--- DOCUMENT ---
> From: Konstantin Ananyev [mailto:[email protected]]
> Sent: Monday, 15 December 2025 15.41
>
> >
> > Executive Summary:
> >
> > My analysis shows that the mbuf library is not a barrier for fast-
> freeing
> > segmented packet mbufs, and thus fast-free of jumbo frames is
> possible.
> >
> >
> > Detailed Analysis:
> >
> > The purpose of the mbuf fast-free Tx optimization is to reduce
> > rte_pktmbuf_free_seg() to something much simpler in the ethdev
> drivers, by
> > eliminating the code path related to indirect mbufs.
> > Optimally, we want to simplify the ethdev driver's function that
> frees the
> > transmitted mbufs, so it can free them directly to their mempool
> without
> > accessing the mbufs themselves.
> >
> > If the driver cannot access the mbuf itself, it cannot determine
> which
> > mempool it belongs to.

--- DATASET SECTION ---
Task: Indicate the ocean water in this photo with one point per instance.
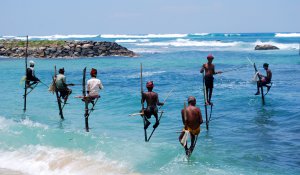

--- WHAT THE TASK REQUIRES ---
Can you retype the whole mbuf fast-free message, keeping every line and quote mark the same?

--- RESPONSE TO THIS TASK ---
> From: Konstantin Ananyev [mailto:[email protected]]
> Sent: Monday, 15 December 2025 15.41
>
> >
> > Executive Summary:
> >
> > My analysis shows that the mbuf library is not a barrier for fast-
> freeing
> > segmented packet mbufs, and thus fast-free of jumbo frames is
> possible.
> >
> >
> > Detailed Analysis:
> >
> > The purpose of the mbuf fast-free Tx optimization is to reduce
> > rte_pktmbuf_free_seg() to something much simpler in the ethdev
> drivers, by
> > eliminating the code path related to indirect mbufs.
> > Optimally, we want to simplify the ethdev driver's function that
> frees the
> > transmitted mbufs, so it can free them directly to their mempool
> without
> > accessing the mbufs themselves.
> >
> > If the driver cannot access the mbuf itself, it cannot determine
> which
> > mempool it belongs to.